WHAT TO WORK ON: Keep every line in which "gothic" occurs and drop the rest of the data.

DATA FOR ANALYSIS:

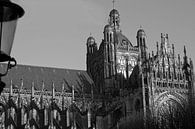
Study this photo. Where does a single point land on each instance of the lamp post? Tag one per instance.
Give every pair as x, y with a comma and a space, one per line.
9, 14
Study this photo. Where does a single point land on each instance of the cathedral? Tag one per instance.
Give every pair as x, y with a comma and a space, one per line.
124, 86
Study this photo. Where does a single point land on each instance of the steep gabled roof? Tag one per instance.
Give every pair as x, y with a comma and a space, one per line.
28, 74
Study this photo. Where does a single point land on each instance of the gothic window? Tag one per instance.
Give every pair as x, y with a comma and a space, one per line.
137, 105
110, 37
2, 117
107, 37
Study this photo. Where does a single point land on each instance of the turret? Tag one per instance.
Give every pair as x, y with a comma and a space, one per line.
166, 48
141, 43
91, 45
91, 48
114, 20
108, 34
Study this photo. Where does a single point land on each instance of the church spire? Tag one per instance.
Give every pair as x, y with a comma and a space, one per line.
113, 2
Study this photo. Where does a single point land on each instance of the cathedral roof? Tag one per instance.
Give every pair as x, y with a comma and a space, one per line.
121, 39
91, 40
113, 12
38, 75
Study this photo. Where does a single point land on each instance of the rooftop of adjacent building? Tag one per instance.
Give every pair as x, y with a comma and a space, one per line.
26, 75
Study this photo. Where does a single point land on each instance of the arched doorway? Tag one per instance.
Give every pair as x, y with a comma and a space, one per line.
2, 116
169, 112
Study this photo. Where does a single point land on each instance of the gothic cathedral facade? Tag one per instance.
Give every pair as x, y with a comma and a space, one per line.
124, 86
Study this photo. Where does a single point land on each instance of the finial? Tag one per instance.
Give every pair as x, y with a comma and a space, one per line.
11, 88
73, 93
32, 89
184, 50
53, 90
113, 2
43, 85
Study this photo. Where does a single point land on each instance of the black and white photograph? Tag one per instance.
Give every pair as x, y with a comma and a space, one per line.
97, 64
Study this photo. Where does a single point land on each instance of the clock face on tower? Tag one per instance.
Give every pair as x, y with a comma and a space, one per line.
125, 64
122, 62
131, 64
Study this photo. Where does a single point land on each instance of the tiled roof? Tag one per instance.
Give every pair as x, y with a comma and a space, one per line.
28, 74
121, 37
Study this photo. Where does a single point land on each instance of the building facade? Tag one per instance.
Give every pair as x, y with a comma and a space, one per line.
123, 85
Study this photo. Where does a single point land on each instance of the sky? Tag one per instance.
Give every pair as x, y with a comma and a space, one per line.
53, 33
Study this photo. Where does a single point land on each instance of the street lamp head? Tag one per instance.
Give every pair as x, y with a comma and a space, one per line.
9, 14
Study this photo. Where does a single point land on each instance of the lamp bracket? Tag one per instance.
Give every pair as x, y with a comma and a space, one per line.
9, 66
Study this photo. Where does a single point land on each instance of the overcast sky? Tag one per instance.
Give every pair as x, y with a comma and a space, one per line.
53, 33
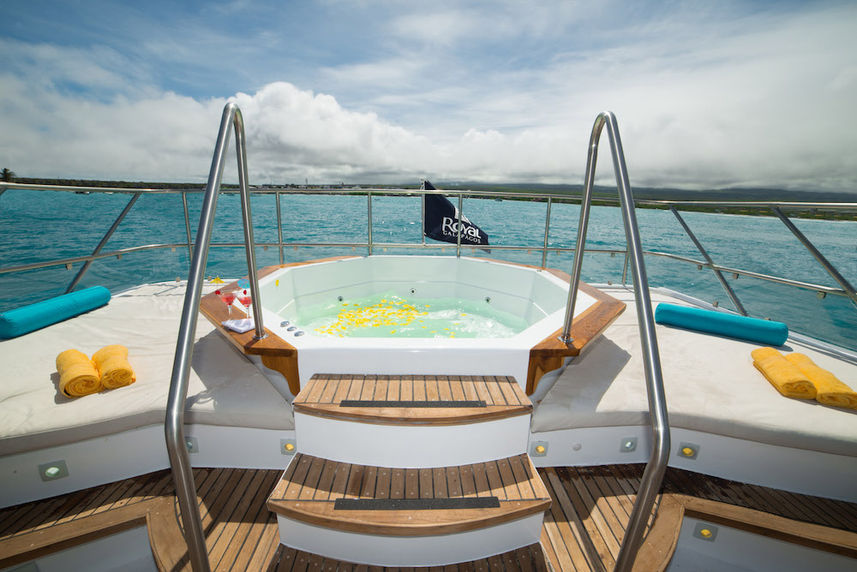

YOUR RESPONSE:
Study this photo. Where does a single point land on each instance of the gothic window? Tag one per instance.
Study this photo. Where does a single point land on each instance of the gothic cathedral facade? Tag one per instance.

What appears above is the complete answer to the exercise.